SET EXERCISE A: In the excerpt on Prague and comfort zones, what happens when you leave home to live in another country, according to the definition the writer heard last week?
SET EXERCISE B: Please output, word for word, everything in the excerpt on Prague and comfort zones from "images3.jpg" down to "have enlarged it.".

EXCERPTED TEXT:
* BEGIN *
That’s exactly how it is. I don’t know how it works.

But after you have lived in Prague for a number of years, you get this feeling that, no matter what comes at you, you will always make it.

It is like an aura surrounding you (I don’t know how else to describe it). And you know you will always be able to face any audience or any vicious committee meeting because of this certainty that has come down to you.

Does it happen by osmosis? Do you get it by walking through the streets of the Old Town at night as I loved to do?

I don’t know but I was certainly thrilled to hear Obama call Prague the “golden city which is both ancient and youthful and stands as a living monument to an unconquerable spirit”.

 
 
Leaving my “Comfort Zone”
December 3rd, 2008

images3.jpg

I was never sure of the meaning of the expression “comfort zone”.

Having lived abroad for most of my life, it is a concept I never liked to dwell much upon.

But last week, I heard a great definition.

Someone was saying that, if you leave home to go and live in another country, you don’t leave your comfort zone, you enlarge it.

I love it!

So, I began thinking about my “comfort zone” and all the factors that, over the years, have made me realise just how much I have enlarged it.

Here are some:

• Having different homes. One where I grew up (Italy), one where I live (London) and one where my spirit feels most comfortable (Prague).

• A large extended family made up of all my friends in London and other parts of the world. Being with them always gives me a sense of home.
* END *
DATA:
* BEGIN *
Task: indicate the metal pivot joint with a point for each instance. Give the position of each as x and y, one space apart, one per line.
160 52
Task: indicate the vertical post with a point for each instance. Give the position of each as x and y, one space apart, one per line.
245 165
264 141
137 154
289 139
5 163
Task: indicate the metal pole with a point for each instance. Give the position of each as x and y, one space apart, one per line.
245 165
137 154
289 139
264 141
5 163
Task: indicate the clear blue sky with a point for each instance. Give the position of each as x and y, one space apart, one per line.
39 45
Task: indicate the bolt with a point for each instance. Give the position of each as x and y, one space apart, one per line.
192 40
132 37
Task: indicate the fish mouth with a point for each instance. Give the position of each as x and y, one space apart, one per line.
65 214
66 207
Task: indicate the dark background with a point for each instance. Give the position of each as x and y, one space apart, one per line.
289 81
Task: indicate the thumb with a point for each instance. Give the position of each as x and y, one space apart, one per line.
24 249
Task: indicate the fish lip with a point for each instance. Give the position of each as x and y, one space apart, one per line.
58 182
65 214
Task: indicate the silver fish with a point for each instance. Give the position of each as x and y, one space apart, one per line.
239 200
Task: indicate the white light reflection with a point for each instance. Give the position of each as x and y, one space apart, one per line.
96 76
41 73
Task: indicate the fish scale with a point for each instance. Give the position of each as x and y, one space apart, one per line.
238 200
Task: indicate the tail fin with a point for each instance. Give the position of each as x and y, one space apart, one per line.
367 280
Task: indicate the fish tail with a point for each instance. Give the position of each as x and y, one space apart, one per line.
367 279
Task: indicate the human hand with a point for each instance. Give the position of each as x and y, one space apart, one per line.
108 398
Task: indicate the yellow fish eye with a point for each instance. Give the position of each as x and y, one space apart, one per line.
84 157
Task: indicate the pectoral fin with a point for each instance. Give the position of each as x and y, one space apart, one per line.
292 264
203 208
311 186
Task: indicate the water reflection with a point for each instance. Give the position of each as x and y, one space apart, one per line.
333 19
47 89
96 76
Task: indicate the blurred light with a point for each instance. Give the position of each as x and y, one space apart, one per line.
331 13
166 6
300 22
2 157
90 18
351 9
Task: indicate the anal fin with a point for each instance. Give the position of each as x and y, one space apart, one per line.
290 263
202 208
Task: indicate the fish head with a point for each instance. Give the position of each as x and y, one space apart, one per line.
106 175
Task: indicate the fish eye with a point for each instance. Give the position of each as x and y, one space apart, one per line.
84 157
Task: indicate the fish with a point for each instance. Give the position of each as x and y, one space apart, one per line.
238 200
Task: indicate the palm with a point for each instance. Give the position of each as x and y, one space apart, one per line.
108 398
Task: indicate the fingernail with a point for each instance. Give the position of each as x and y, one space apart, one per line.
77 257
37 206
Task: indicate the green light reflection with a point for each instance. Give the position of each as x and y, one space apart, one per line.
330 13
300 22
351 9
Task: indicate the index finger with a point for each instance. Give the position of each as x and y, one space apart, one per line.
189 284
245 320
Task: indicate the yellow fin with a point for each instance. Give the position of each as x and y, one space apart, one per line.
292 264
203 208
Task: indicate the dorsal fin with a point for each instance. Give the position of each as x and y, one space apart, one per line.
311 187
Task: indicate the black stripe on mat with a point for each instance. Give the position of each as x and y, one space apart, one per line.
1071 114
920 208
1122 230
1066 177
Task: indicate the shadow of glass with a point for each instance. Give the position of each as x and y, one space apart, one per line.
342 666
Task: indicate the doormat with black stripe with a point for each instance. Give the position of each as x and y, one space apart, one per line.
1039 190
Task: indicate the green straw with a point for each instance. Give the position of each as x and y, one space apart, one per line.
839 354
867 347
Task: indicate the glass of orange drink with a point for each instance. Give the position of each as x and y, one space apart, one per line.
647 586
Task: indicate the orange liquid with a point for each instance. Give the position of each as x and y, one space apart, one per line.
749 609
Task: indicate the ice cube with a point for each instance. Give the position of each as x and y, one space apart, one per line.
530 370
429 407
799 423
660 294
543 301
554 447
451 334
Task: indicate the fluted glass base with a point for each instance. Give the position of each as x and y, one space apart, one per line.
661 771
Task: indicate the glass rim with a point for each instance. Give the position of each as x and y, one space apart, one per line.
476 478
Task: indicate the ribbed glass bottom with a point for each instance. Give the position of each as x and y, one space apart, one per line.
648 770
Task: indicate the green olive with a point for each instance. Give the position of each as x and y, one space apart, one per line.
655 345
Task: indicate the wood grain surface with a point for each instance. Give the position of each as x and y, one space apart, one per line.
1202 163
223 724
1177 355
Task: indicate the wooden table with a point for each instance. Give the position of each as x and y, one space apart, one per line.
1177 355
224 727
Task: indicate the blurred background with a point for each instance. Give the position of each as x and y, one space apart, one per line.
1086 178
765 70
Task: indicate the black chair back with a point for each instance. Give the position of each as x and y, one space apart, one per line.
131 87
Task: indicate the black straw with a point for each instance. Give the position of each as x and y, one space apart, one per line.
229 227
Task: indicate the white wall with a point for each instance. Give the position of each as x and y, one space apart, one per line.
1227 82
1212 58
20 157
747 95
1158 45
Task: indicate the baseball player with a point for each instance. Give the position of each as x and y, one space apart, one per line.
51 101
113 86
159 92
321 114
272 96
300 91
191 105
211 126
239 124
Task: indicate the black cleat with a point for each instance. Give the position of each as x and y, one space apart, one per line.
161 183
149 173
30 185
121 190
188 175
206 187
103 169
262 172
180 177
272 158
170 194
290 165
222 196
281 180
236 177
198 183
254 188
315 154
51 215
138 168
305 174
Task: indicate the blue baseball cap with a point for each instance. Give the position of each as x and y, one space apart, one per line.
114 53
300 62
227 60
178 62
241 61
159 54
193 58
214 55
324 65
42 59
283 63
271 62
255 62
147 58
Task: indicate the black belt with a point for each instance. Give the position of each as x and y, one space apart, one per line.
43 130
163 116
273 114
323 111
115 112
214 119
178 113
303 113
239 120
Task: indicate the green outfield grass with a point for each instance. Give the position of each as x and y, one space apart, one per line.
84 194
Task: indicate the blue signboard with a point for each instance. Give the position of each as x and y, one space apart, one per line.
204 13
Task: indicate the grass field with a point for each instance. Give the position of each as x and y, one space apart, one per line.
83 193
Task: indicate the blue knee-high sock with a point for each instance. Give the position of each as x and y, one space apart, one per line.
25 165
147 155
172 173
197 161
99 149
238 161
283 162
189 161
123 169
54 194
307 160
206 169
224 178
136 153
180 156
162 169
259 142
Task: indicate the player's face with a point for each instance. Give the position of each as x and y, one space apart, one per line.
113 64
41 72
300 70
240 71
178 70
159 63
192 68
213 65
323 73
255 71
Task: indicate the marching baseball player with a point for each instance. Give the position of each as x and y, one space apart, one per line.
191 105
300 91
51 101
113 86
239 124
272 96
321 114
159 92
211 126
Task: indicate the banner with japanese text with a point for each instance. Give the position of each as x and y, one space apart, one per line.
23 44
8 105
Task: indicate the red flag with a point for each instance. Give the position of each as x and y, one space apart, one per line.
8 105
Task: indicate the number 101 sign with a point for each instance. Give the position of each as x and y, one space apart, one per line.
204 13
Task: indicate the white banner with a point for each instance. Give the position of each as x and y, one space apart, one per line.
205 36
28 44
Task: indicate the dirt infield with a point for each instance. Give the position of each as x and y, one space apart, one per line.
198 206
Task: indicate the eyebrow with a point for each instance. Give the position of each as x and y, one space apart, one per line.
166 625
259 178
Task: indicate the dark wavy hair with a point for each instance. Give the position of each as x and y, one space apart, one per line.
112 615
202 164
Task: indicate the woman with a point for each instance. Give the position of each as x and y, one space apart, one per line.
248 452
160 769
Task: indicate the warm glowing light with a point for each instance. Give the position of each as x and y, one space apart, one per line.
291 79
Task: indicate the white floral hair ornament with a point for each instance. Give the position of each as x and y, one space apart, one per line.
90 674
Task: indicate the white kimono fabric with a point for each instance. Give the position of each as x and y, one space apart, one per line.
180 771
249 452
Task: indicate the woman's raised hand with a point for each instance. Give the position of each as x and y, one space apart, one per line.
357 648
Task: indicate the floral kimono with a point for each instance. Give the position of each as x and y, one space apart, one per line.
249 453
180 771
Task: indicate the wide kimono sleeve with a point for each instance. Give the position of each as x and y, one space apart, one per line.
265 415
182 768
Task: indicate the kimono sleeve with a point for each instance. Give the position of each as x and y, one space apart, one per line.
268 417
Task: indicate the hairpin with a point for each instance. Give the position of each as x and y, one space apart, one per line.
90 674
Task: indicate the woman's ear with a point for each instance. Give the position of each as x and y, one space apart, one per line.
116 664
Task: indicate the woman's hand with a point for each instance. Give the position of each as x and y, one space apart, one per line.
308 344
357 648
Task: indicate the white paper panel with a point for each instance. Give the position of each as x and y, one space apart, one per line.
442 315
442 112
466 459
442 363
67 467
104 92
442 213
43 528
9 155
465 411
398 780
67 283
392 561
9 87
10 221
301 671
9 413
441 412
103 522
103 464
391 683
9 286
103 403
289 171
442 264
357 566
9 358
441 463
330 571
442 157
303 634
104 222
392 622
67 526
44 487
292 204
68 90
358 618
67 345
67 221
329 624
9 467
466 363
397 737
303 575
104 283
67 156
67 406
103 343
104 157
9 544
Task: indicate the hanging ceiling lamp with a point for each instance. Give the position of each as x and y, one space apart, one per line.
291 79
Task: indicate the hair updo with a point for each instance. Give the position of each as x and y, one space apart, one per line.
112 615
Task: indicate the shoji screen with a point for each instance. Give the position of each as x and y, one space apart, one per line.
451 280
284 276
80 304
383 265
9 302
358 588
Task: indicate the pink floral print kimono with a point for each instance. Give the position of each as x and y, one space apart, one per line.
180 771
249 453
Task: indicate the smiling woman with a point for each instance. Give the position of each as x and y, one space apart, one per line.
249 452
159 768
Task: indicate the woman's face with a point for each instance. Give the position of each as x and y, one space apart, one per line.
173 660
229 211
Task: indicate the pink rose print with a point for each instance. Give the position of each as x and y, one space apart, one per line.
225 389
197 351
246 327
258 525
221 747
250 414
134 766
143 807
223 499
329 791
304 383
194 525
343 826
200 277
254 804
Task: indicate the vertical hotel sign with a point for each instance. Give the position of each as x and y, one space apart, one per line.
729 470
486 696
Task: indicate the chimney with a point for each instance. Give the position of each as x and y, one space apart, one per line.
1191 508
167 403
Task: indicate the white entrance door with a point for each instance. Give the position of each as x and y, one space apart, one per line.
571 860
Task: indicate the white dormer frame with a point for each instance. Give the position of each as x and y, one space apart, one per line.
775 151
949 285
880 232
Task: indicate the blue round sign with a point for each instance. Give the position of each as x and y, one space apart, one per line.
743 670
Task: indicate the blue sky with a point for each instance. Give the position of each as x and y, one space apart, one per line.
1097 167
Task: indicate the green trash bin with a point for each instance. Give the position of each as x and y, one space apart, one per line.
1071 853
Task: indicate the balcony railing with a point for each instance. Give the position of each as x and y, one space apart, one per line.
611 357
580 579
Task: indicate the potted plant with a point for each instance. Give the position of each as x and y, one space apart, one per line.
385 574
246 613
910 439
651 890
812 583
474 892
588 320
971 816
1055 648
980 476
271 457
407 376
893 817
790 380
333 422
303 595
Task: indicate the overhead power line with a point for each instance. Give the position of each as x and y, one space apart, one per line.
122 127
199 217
* END *
COMPLETE ANSWER A: You don't leave your comfort zone; you enlarge it.

COMPLETE ANSWER B:
images3.jpg

I was never sure of the meaning of the expression “comfort zone”.

Having lived abroad for most of my life, it is a concept I never liked to dwell much upon.

But last week, I heard a great definition.

Someone was saying that, if you leave home to go and live in another country, you don’t leave your comfort zone, you enlarge it.

I love it!

So, I began thinking about my “comfort zone” and all the factors that, over the years, have made me realise just how much I have enlarged it.